- _How to complete this task_: Would you reproduce the whole listing below without altering a single word?

══ Extracted information ══

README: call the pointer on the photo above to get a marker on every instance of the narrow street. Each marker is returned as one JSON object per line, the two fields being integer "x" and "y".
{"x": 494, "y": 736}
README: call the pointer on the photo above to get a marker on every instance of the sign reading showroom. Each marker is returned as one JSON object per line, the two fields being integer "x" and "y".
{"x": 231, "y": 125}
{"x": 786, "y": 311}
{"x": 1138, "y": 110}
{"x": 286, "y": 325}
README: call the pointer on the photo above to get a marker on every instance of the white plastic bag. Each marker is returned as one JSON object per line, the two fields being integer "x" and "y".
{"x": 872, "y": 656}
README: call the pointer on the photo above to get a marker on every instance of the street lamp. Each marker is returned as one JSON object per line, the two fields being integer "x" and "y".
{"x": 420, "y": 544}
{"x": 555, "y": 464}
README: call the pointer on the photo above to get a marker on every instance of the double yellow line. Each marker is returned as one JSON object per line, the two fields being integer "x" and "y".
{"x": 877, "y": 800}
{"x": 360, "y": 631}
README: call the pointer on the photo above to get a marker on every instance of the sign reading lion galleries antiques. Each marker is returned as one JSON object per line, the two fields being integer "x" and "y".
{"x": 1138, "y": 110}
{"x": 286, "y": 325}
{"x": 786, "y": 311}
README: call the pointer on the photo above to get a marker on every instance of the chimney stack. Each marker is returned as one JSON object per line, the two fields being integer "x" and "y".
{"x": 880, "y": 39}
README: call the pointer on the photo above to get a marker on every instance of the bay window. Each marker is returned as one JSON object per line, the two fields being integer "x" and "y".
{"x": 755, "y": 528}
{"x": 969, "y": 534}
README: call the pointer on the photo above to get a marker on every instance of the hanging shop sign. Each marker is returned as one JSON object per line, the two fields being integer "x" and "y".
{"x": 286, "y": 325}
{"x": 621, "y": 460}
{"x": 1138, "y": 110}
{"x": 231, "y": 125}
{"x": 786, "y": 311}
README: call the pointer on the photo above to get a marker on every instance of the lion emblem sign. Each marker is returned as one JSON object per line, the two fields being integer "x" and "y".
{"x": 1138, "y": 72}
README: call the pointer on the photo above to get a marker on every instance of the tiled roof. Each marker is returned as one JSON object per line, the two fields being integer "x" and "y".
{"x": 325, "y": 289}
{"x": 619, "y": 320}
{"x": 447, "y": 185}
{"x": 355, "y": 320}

═══

- _Answer_:
README: call the pointer on the photo above to get a marker on every instance of the narrow street. Each marker is returned as one JSON object per line, the two fields being integer "x" and "y".
{"x": 494, "y": 736}
README: call the pointer on the photo above to get a marker on every instance of the sign reading showroom. Each marker is returned as one JSON object per line, the two fields being integer "x" and "y".
{"x": 231, "y": 125}
{"x": 786, "y": 311}
{"x": 1138, "y": 110}
{"x": 286, "y": 325}
README: call the pointer on the photo above to get a marker on every instance of the white plastic bag. Each marker is returned as one JSON object per line, the two fields being integer "x" and "y".
{"x": 872, "y": 656}
README: call the pointer on the photo above to get a marker on every instance of the street lamp. Each marker is returned as one JSON object per line, the two fields being integer "x" and "y".
{"x": 420, "y": 544}
{"x": 555, "y": 464}
README: call the pointer on the photo above to get a marker on every instance of the double yellow line. Each marker is returned as one JSON object per line, the two fields being integer "x" and "y".
{"x": 877, "y": 800}
{"x": 360, "y": 631}
README: call the pointer on the photo above to get a marker on every instance of the sign reading lion galleries antiques. Each marker is returned as one JSON object per line, the two fields being integer "x" and "y".
{"x": 1138, "y": 110}
{"x": 286, "y": 325}
{"x": 786, "y": 311}
README: call the pointer on the photo above to get a marker on every instance of the chimney stack. Each marker is returned as one JSON object per line, the two fields being integer "x" and "y".
{"x": 880, "y": 39}
README: call the pointer on the photo above to get a marker on every instance of the bay window. Each marker is returned as one JSON object per line, the two fields being integer "x" and "y".
{"x": 755, "y": 528}
{"x": 969, "y": 534}
README: call the pointer on the photo above to get a marker on every instance of the hanging shop sign. Each marker is returned as one JSON object per line, the two fields being integer "x" and "y".
{"x": 286, "y": 325}
{"x": 621, "y": 460}
{"x": 1138, "y": 110}
{"x": 231, "y": 125}
{"x": 786, "y": 311}
README: call the pointer on the photo above to get a marker on every instance of the lion emblem sign. Each marker is returned as one JSON object per line, the two fields being integer "x" and "y".
{"x": 1138, "y": 72}
README: call the pointer on the photo above to get a marker on every instance of the tiled roof. Each marker is returned as one JSON object per line, the two fields being integer "x" and "y".
{"x": 325, "y": 289}
{"x": 619, "y": 320}
{"x": 447, "y": 185}
{"x": 355, "y": 320}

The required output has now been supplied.